(Saved entries)
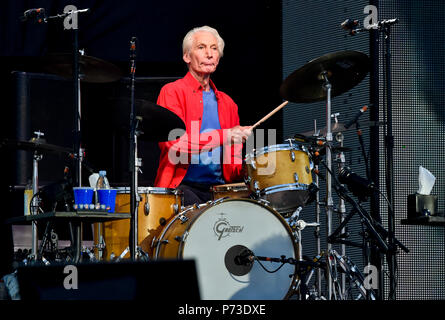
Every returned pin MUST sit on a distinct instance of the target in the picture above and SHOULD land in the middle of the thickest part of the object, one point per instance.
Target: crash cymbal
(344, 70)
(339, 127)
(37, 145)
(91, 69)
(157, 121)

* [PROBLEM DETAILS]:
All entries should be given again exactly, except that pictures are to be excluded.

* [SOLUTION TO THE EXERCISE]:
Every returned pin MUST sit on a distinct instance of the target in the picture above and SHOULD land in the middle of the thickest part of the object, one point per instance.
Target: crash cymbal
(344, 70)
(339, 127)
(37, 145)
(91, 69)
(157, 121)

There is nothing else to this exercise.